Required work =
Recast all of the material below as a two-column CSV with the headers input and output. Put each input and its output on one row, with every field quoted and its line breaks replaced by spaces.

Data in this exercise =
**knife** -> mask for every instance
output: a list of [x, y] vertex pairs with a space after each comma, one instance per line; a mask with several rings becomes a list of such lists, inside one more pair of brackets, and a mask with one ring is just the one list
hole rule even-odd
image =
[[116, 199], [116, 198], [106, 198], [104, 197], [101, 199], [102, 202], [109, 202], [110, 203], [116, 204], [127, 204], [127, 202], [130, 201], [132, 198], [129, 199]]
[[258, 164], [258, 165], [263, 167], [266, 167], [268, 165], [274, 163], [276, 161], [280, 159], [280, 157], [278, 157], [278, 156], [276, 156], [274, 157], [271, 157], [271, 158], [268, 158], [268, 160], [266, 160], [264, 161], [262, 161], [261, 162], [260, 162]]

Written solution =
input,output
"**knife** -> mask for every instance output: a list of [x, y] vertex pairs with a space after each comma, one instance per line; a mask with several rings becomes a list of such lists, inside one more pair of brackets, and a mask with one ring is just the one list hole rule even-odd image =","[[116, 199], [116, 198], [106, 198], [104, 197], [101, 199], [102, 202], [109, 202], [110, 203], [116, 204], [127, 204], [127, 202], [130, 201], [132, 198], [129, 199]] [[258, 164], [258, 165], [263, 167], [266, 167], [268, 165], [274, 163], [276, 161], [280, 159], [280, 157], [278, 157], [278, 156], [276, 156], [274, 157], [271, 157], [271, 158], [268, 158], [268, 160], [266, 160], [264, 161], [262, 161], [261, 162], [260, 162]]"